### About this exercise
Below are entries. Copy exactly the lines running from the line that holds "Point out white" to the line that holds "Point out man", with both ends included.

### Records supplied
---*---

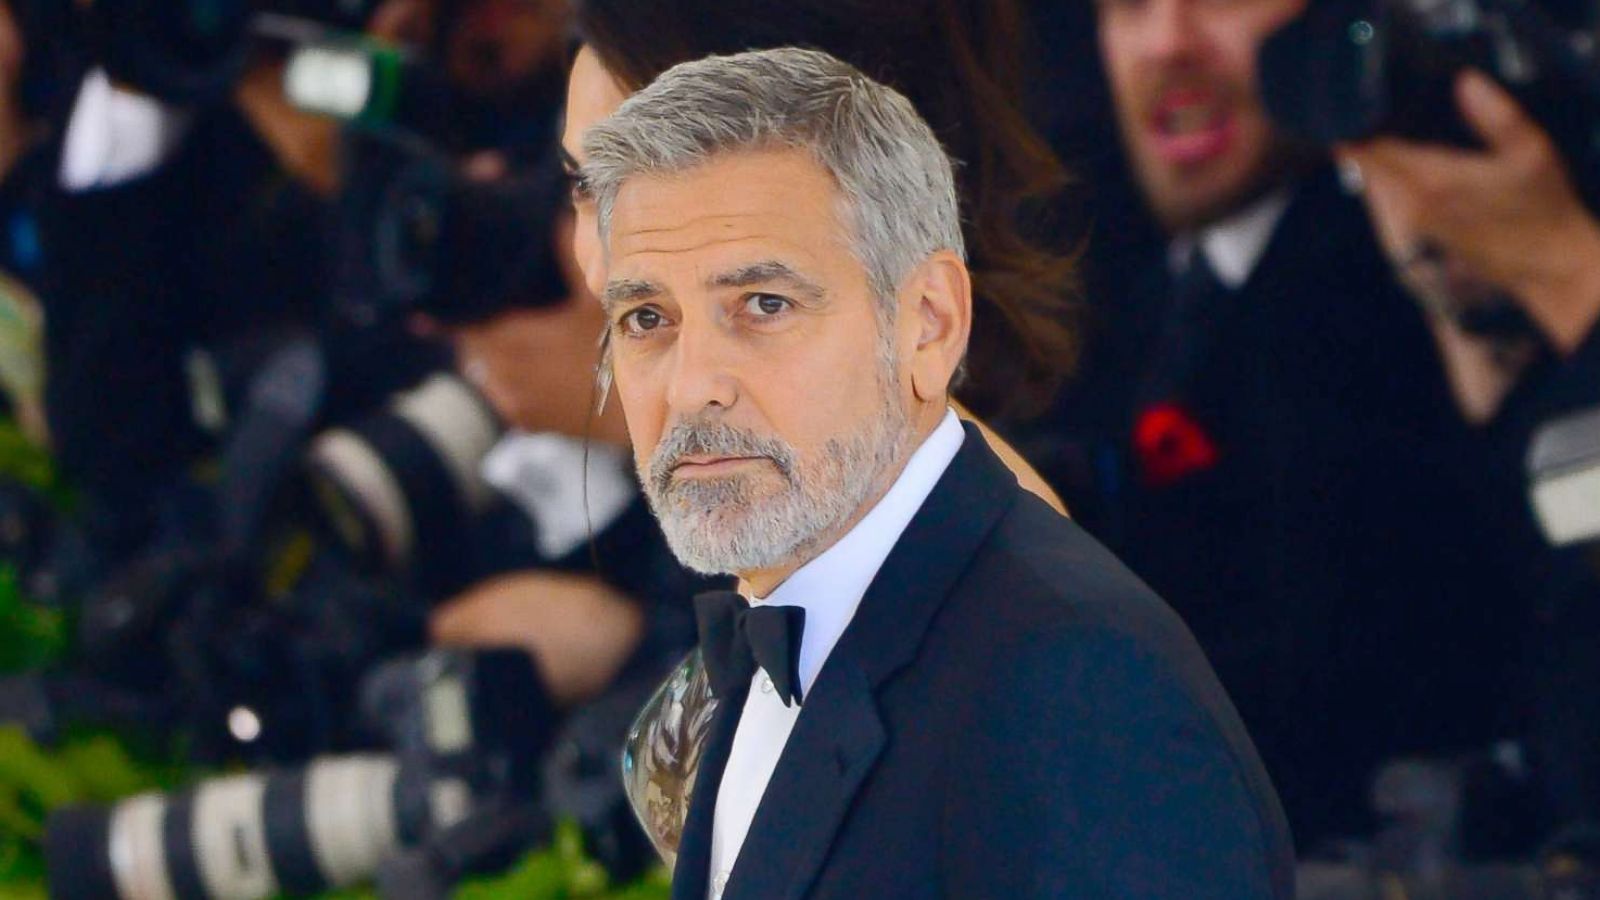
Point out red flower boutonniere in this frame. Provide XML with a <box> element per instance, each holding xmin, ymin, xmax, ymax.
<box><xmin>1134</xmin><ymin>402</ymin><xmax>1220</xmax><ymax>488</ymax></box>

---*---

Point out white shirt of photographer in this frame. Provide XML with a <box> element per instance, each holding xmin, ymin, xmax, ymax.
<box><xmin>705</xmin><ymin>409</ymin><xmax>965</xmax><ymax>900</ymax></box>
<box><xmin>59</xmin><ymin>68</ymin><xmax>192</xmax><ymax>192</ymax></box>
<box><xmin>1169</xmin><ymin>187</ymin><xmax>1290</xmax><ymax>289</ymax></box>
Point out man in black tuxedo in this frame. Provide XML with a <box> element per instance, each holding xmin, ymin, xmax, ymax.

---*---

### Answer space
Point out white shirt of photographer in this frame. Provide XML with a <box> element per instance, each holding xmin, ymin, xmax, ymax.
<box><xmin>705</xmin><ymin>409</ymin><xmax>965</xmax><ymax>900</ymax></box>
<box><xmin>59</xmin><ymin>68</ymin><xmax>192</xmax><ymax>192</ymax></box>
<box><xmin>1169</xmin><ymin>187</ymin><xmax>1290</xmax><ymax>289</ymax></box>
Point out man in black tuxedo in this frame. Provide XML with a <box> element per instance, each holding xmin, ymin, xmax, ymax.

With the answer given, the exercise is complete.